WHAT TO DO:
Write the listing below out again exactly, dropping the images.

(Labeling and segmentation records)
________

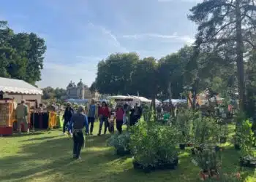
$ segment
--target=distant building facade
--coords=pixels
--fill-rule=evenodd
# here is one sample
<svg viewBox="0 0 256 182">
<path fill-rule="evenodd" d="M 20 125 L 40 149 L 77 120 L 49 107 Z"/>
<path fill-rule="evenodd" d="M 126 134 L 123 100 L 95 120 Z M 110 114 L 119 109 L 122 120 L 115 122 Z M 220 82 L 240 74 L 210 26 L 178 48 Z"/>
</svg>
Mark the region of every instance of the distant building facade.
<svg viewBox="0 0 256 182">
<path fill-rule="evenodd" d="M 91 92 L 89 87 L 83 83 L 82 79 L 80 79 L 78 84 L 71 81 L 67 85 L 67 98 L 72 99 L 94 98 L 97 100 L 99 98 L 99 93 L 98 92 Z"/>
</svg>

________

WRITTEN RESPONSE:
$ segment
--target=distant building facade
--coords=pixels
--fill-rule=evenodd
# here is one sample
<svg viewBox="0 0 256 182">
<path fill-rule="evenodd" d="M 20 125 L 40 149 L 77 120 L 49 107 Z"/>
<path fill-rule="evenodd" d="M 126 134 L 123 100 L 95 120 Z M 110 114 L 119 109 L 122 120 L 115 122 Z M 220 82 L 240 74 L 210 26 L 178 48 Z"/>
</svg>
Mark the region of every instance of the distant building facade.
<svg viewBox="0 0 256 182">
<path fill-rule="evenodd" d="M 91 92 L 89 87 L 83 83 L 82 79 L 80 79 L 78 84 L 71 81 L 67 85 L 67 98 L 72 99 L 94 98 L 97 100 L 99 98 L 99 93 L 98 92 Z"/>
</svg>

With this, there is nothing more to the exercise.